- _SET PROBLEM_: Pick out each line in the items below that includes the word "skin", and copy those lines.

- _MATERIAL_:
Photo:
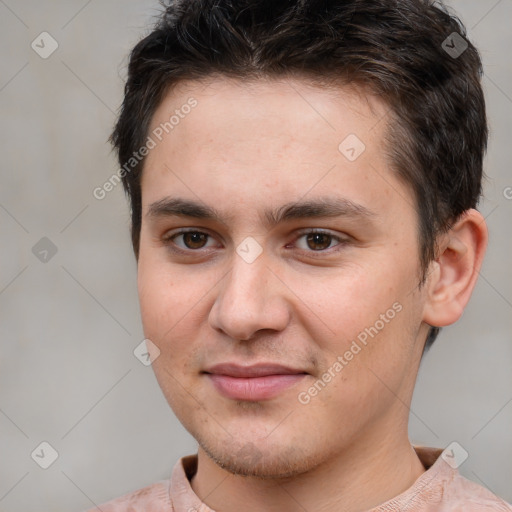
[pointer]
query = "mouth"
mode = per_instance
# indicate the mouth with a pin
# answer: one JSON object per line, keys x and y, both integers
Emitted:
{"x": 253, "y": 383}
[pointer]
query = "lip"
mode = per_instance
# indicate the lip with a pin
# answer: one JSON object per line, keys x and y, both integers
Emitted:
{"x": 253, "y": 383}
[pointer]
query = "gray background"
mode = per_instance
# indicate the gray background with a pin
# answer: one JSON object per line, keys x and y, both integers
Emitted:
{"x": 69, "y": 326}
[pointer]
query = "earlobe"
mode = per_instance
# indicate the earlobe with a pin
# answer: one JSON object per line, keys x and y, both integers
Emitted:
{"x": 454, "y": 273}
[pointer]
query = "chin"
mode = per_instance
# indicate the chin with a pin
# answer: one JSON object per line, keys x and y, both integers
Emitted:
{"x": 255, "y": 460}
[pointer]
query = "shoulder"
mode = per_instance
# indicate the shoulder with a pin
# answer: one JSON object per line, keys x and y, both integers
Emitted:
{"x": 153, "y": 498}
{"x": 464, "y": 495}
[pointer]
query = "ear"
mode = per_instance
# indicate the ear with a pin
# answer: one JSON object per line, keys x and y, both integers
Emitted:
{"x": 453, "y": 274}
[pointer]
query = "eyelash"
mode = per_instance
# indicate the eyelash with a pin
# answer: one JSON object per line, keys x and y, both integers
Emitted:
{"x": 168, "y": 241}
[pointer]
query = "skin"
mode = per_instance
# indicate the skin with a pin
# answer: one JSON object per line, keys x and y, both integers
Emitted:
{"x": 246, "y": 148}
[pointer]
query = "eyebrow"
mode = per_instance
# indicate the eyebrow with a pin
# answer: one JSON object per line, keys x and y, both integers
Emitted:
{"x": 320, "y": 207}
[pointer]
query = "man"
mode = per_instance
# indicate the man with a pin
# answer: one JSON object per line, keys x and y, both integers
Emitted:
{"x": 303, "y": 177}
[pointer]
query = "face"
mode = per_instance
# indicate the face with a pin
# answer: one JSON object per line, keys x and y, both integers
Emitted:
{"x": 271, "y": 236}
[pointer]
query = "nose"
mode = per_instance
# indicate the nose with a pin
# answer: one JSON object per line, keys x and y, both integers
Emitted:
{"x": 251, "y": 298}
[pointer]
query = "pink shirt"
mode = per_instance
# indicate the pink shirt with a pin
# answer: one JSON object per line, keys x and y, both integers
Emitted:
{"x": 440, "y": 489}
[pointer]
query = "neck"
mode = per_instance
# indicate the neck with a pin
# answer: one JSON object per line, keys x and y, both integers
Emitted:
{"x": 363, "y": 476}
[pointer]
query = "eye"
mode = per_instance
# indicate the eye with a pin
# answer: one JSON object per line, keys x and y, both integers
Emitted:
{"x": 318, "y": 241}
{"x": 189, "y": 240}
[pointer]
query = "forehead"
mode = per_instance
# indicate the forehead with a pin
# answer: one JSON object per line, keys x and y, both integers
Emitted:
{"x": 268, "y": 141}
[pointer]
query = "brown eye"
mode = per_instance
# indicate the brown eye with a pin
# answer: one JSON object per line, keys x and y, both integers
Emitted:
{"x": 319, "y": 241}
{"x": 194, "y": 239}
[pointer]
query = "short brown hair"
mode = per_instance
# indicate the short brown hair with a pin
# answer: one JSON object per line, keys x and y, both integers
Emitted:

- _EXERCISE RESPONSE_:
query = "skin"
# indicate the skin with a pin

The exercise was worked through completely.